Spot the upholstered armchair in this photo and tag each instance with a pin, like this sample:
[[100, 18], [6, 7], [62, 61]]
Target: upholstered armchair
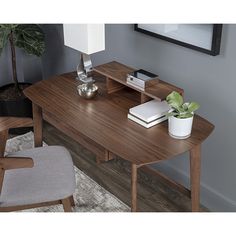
[[33, 178]]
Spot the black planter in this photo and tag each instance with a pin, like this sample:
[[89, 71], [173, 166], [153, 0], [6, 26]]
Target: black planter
[[21, 107]]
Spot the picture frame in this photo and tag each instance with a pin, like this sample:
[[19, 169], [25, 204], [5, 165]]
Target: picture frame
[[205, 38]]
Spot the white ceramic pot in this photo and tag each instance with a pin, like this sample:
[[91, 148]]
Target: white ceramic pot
[[180, 128]]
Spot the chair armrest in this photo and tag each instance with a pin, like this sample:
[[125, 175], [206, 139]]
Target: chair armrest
[[8, 163], [14, 122]]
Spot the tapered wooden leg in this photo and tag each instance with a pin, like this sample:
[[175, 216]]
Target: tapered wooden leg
[[38, 125], [72, 201], [66, 204], [195, 169], [134, 170], [3, 141]]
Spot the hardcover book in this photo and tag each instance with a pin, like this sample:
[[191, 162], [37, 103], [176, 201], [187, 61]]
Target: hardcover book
[[142, 79], [150, 111]]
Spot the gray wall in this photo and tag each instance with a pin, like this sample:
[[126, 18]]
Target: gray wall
[[208, 80]]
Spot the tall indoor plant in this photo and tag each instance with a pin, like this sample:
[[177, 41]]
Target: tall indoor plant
[[30, 38]]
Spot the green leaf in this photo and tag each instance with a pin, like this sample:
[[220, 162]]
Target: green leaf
[[175, 100], [168, 114], [30, 37], [193, 106], [184, 115]]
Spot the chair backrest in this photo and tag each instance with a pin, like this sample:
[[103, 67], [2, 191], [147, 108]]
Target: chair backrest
[[5, 124]]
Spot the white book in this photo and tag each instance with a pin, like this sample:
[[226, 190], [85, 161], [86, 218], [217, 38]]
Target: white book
[[150, 111], [145, 124], [135, 86]]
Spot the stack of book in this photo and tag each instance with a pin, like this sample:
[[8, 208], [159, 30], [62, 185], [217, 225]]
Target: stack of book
[[142, 79], [149, 113]]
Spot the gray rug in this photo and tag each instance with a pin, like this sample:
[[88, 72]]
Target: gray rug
[[89, 196]]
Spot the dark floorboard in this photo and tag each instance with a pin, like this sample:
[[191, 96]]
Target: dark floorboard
[[114, 176]]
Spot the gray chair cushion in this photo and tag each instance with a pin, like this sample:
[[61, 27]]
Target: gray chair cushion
[[51, 178]]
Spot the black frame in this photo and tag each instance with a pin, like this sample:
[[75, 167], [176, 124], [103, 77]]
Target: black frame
[[215, 45]]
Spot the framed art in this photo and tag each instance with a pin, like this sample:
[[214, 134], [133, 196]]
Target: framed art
[[204, 38]]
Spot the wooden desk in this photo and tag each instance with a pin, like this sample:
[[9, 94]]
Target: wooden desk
[[101, 125]]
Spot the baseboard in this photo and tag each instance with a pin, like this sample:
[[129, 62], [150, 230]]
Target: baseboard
[[210, 198]]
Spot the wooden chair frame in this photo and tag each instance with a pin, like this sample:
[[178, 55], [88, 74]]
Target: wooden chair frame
[[15, 163]]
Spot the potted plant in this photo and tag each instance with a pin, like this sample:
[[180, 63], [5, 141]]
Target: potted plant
[[180, 117], [30, 38]]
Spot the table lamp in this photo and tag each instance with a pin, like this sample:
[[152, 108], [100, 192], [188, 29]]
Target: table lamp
[[88, 39]]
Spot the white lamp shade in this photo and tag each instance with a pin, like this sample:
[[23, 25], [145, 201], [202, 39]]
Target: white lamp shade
[[86, 38]]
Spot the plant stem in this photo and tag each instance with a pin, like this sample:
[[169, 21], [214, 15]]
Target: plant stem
[[13, 60]]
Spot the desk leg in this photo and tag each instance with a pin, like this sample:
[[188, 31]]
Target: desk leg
[[134, 170], [38, 125], [195, 169]]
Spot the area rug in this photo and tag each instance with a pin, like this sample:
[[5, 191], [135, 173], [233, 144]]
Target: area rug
[[89, 196]]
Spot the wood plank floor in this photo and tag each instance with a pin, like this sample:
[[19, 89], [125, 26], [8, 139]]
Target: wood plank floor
[[153, 195]]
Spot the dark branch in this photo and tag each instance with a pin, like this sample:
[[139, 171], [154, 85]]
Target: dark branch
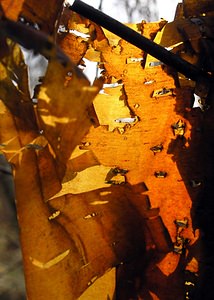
[[131, 36]]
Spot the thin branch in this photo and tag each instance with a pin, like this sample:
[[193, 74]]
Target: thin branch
[[133, 37]]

========================================

**Problem details:** Transcribe all of the lines above word for word, omitting the pictures.

**Correct output:**
Spot the upholstered armchair in this photo and tag each instance with a pin, like this sample:
[[100, 18], [6, 7], [62, 61]]
Target: upholstered armchair
[[33, 178]]
Spot the black planter in this photo and tag each instance with a pin, like this sample:
[[89, 71], [173, 166], [153, 0], [6, 26]]
Target: black planter
[[21, 107]]
Spot the picture frame in this photo and tag each instance with a pin, like this sample:
[[19, 169], [25, 204], [5, 165]]
Target: picture frame
[[205, 38]]
Spot the white ceramic pot in this photo and tag each instance with a pin, like this sample:
[[91, 148]]
Target: white ceramic pot
[[180, 128]]
Spot the chair armrest in this photo and tag each instance with a pin, like this sample:
[[125, 175], [206, 139]]
Target: chair armrest
[[8, 163], [14, 122]]
Spot the tapered wooden leg in this photo and tag each instance with a pin, like this sample:
[[175, 216]]
Target: tapered wooden leg
[[38, 125], [72, 201], [66, 204], [195, 169], [134, 170], [3, 141]]
Spot the hardcover book in this photo and tag each instance with a pin, like this sample:
[[191, 162], [37, 103], [176, 201], [187, 61]]
Target: hardcover book
[[142, 79], [150, 111]]
Spot the gray wall in this photo and tag each instance with a pin, like this sample:
[[126, 18]]
Target: gray wall
[[208, 80]]
Spot the tall indoor plant in this photo and tag each instance with a pin, like this sample:
[[177, 41]]
Target: tall indoor plant
[[30, 38]]
Spot the green leaf in this photo and tag each instance with a pin, like this sample:
[[220, 162]]
Target: green leaf
[[175, 100], [168, 114], [30, 37], [193, 106], [184, 115]]
Spot the chair backrest in this photo and tag each instance with a pin, like this sample:
[[103, 67], [2, 191], [147, 108]]
Target: chair backrest
[[5, 124]]
Spot the white book in this photo and tag each instance with a pin, like this sample:
[[226, 190], [85, 161], [86, 218], [217, 38]]
Target: white book
[[150, 111], [145, 124], [135, 86]]
Spot the stack of book in this photo and tag each instance with a pin, like this sample:
[[8, 208], [159, 30], [62, 185], [217, 225]]
Target: stack of book
[[142, 79], [149, 113]]
Spot the gray rug in this photo and tag each instance with a pin, like this sample:
[[88, 72]]
Target: gray rug
[[89, 196]]
Spot the dark floorboard in this photo and tag each instance with a pin, like this sample:
[[191, 96]]
Target: dark floorboard
[[114, 176]]
Spot the gray chair cushion in this photo and tag each instance with a pin, like this sample:
[[61, 27]]
Target: gray chair cushion
[[51, 178]]
Spot the black frame in this photo and tag each instance with a pin, like this sample:
[[75, 167], [176, 124], [103, 77]]
Target: black frame
[[215, 45]]
Spot the framed art in this photo and tag each instance with a pin, like this sample:
[[214, 134], [133, 196]]
Target: framed art
[[204, 38]]
Spot the wooden desk in this photo and tag each instance with a pin, like this sample:
[[9, 94]]
Target: wooden desk
[[101, 125]]
Spot the baseboard in this photo and tag each instance with a pin, like this sample:
[[129, 62], [150, 230]]
Target: baseboard
[[210, 198]]
Spot the wooden chair frame in this photo and tag each instance with a pin, like this sample:
[[178, 55], [88, 74]]
Target: wooden chair frame
[[15, 163]]
Spot the potted plant in this photo and tag each instance with a pin, like this sample:
[[180, 63], [5, 141]]
Target: potted plant
[[180, 117], [30, 38]]
Spot the table lamp in this photo and tag each instance with a pin, like this sample:
[[152, 108], [100, 192], [188, 29]]
Target: table lamp
[[88, 39]]
Spot the white lamp shade in this photo and tag each instance with a pin, like this sample:
[[23, 25], [145, 201], [202, 39]]
Target: white lamp shade
[[86, 38]]
Spot the plant stem in this photo and tag each instance with a pin, like this sample:
[[169, 21], [214, 15]]
Target: plant stem
[[13, 60]]
Spot the desk leg in this photo and tag each instance with a pin, like this sample:
[[188, 31]]
Target: desk leg
[[134, 170], [38, 125], [195, 169]]
Spot the area rug in this photo and tag each instance with a pin, like this sample:
[[5, 191], [135, 173], [233, 144]]
Target: area rug
[[89, 196]]
Spot the wood plank floor in this photo and tag each instance with a pin, like this sample:
[[19, 89], [125, 26], [8, 139]]
Target: wood plank floor
[[153, 195]]
Spot the dark branch in this photo and tag each instance with a pin, like this sample:
[[139, 171], [154, 85]]
Target: dark branch
[[131, 36]]
Spot the thin branch in this photo and tag each instance with a pin, like this sample:
[[193, 74]]
Target: thin branch
[[133, 37]]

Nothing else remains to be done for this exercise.